» **Exercise details**:
Copy the entries below with every "Trace the outline" switched to "Draw the boundary" and nothing else changed. Leave the pictures out of your copy.

┄┄┄┄┄┄┄┄┄┄

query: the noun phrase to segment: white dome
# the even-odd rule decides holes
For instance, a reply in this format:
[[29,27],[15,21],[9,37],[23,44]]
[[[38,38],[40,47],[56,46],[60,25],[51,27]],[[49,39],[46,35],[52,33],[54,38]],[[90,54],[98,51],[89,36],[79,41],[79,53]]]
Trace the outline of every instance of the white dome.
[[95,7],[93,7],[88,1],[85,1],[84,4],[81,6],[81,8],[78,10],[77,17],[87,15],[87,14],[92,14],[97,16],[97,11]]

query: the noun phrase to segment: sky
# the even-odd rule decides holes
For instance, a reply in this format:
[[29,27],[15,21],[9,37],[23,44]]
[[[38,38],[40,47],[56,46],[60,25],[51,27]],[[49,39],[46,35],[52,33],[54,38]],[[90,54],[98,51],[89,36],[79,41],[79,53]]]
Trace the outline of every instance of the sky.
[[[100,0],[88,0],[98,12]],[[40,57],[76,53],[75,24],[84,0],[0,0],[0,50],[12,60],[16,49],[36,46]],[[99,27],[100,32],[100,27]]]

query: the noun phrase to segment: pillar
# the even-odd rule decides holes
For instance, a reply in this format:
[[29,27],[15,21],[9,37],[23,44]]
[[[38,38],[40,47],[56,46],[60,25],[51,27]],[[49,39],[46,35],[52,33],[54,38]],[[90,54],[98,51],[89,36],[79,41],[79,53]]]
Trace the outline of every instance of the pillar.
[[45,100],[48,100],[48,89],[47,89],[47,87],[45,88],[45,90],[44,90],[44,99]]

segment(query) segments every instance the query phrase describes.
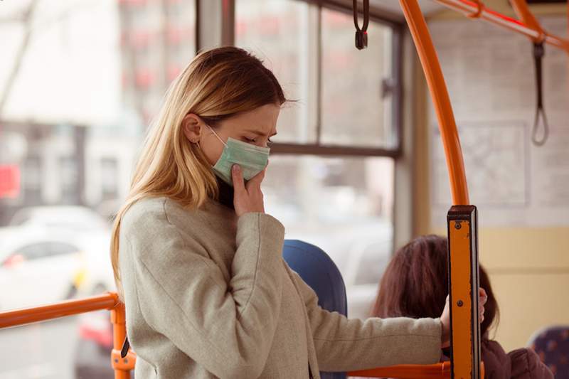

┄┄┄┄┄┄┄┄┄┄

» **Answer to the task**:
query: the noun phrase to segment: white dome
# the even-odd rule decides holes
For instance, a reply in this format:
[[29,27],[15,21],[9,37],[23,44]]
[[[38,38],[40,47],[56,46],[60,25],[51,27]],[[49,39],[46,35],[52,33],[54,38]],[[90,54],[98,51],[89,36],[79,41],[79,53]]]
Draw the boundary of every instance of the white dome.
[[95,7],[93,7],[88,1],[85,1],[84,4],[81,6],[81,8],[78,10],[77,17],[87,15],[87,14],[92,14],[97,16],[97,11]]

query: the noun phrase to segment: sky
# the even-odd rule decides holes
For instance, a reply in this format:
[[29,27],[15,21],[9,37],[23,44]]
[[[38,38],[40,47],[56,46],[60,25],[51,27]],[[49,39],[46,35],[52,33],[54,38]],[[90,54],[98,51],[89,36],[79,41],[79,53]]]
Draw the boundary of every instance of the sky.
[[[100,0],[88,0],[98,12]],[[40,57],[76,53],[75,24],[84,0],[0,0],[0,50],[12,60],[16,49],[36,46]],[[99,27],[100,32],[100,27]]]

query: the noun phrase to segment: pillar
# the even-odd rule decides holes
For instance, a reply in this format:
[[29,27],[15,21],[9,37],[23,44]]
[[[38,38],[40,47],[56,46],[60,25],[51,27]],[[49,39],[46,35],[52,33],[54,38]],[[90,54],[98,51],[89,36],[79,41],[79,53]]]
Draw the boundary of every instance of the pillar.
[[45,100],[48,100],[48,89],[47,89],[47,87],[45,88],[45,90],[44,90],[44,99]]

segment(query) segments every instance the query phrase describes.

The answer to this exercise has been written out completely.